§ ISTRUZIONI DEL COMPITO:
Cambia "grass lawn" in "flower bed" e riscrivi tutte le righe seguenti senza modificare nient'altro.

::::::::

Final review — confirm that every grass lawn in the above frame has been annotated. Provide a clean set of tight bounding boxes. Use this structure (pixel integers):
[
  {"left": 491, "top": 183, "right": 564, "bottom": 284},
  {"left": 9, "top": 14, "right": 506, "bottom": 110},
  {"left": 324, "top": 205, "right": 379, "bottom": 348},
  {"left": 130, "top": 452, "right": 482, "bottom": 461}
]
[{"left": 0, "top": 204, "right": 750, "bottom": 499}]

::::::::

§ RISULTATO DELL'ESERCIZIO:
Final review — confirm that every flower bed in the above frame has been annotated. Provide a clean set of tight bounding boxes. Use this structure (pixel integers):
[
  {"left": 491, "top": 183, "right": 564, "bottom": 284},
  {"left": 9, "top": 14, "right": 506, "bottom": 110},
  {"left": 324, "top": 205, "right": 379, "bottom": 348},
  {"left": 130, "top": 452, "right": 482, "bottom": 461}
]
[{"left": 0, "top": 204, "right": 750, "bottom": 499}]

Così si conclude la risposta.